▸ **ASSIGNMENT**
Omitting all images, transcribe the entries word for word.

══ RECORDS TO USE

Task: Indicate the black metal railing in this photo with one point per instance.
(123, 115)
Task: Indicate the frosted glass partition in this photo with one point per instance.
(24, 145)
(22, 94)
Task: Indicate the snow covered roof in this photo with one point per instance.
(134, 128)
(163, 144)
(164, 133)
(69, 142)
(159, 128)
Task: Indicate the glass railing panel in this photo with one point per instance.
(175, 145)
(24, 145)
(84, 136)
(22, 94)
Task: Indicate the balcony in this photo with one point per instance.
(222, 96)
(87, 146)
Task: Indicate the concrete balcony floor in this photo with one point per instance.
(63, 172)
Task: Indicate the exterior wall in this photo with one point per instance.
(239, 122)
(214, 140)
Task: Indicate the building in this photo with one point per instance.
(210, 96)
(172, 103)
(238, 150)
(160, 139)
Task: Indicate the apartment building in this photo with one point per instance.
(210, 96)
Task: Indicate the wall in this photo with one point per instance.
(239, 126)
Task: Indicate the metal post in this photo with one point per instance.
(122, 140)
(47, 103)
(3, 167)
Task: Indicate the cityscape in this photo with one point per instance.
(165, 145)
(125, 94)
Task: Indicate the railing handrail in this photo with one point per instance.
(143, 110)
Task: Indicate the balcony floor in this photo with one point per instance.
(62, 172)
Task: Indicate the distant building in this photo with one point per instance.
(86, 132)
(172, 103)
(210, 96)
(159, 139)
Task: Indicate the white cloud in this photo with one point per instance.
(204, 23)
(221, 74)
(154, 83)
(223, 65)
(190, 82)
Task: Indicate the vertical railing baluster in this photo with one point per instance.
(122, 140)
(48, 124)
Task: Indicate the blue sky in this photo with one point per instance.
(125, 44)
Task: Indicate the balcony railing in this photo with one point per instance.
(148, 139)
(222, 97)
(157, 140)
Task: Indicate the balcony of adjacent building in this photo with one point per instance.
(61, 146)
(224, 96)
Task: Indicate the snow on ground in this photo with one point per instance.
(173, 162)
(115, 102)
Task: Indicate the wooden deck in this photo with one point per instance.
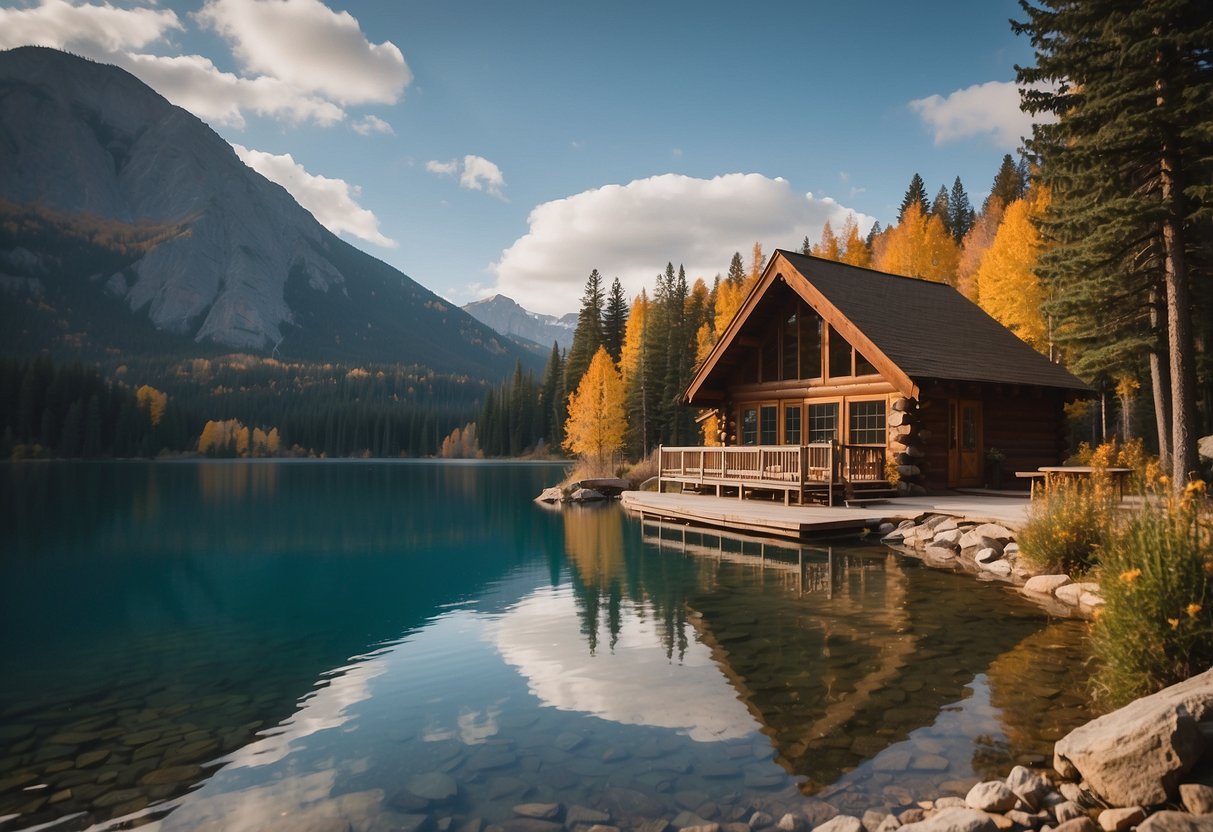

════

▸ **ANSWER FOR THIS EXERCISE**
Task: Indicate the black metal railing in this photo with one point per instance.
(123, 115)
Task: Indicate the frosted glass partition in this photo with one point per instance.
(24, 145)
(22, 94)
Task: Indicate the snow covered roof in this photo with one point per instance.
(134, 128)
(163, 144)
(164, 133)
(69, 142)
(159, 128)
Task: Indicate the glass railing panel in this photo with one point per instance.
(175, 145)
(24, 145)
(84, 136)
(22, 94)
Task: Indicate the balcony in this photo with one point per instance.
(222, 96)
(87, 146)
Task: Indicate the concrete balcony floor in this photo with one point per instance.
(63, 172)
Task: Indicate the exterior wall in this photo with one point per instance.
(239, 122)
(214, 140)
Task: Indicate the building in this photo with one point per instance.
(210, 96)
(172, 103)
(238, 150)
(160, 139)
Task: Indicate the apartment building in this photo with one point per instance.
(210, 96)
Task: Indicate the wall in this photo with one point per instance.
(239, 126)
Task: Indicate the metal post in this photo with one point per instance.
(122, 140)
(47, 103)
(3, 167)
Task: Indicate the cityscape in this photo with one point per instance.
(165, 145)
(125, 94)
Task: Indicate the railing handrail in this photo with one point per instance.
(143, 110)
Task: Indicate the balcony floor in this photo with one point per instance.
(62, 172)
Task: Indicate the distant building in this photo with one point per instance.
(86, 132)
(172, 103)
(210, 96)
(159, 139)
Task: Indicate the white cloud in this photo with one point per instance.
(204, 23)
(221, 74)
(154, 83)
(223, 65)
(190, 82)
Task: Indicate the vertical railing baluster in this photo with one point per instance.
(122, 140)
(48, 124)
Task: Indicate the blue sky in this photo with one point per instance.
(125, 44)
Task: Indicate the balcony railing in this photo with one point per instance.
(148, 139)
(222, 97)
(157, 140)
Task: Indicate the balcony of adjacent building in this photo with one point per instance.
(61, 146)
(224, 96)
Task: Indicate the snow on ground in this photo with one point per instance.
(173, 162)
(115, 102)
Task: Indicate the wooden deck in this photo with one point per instance.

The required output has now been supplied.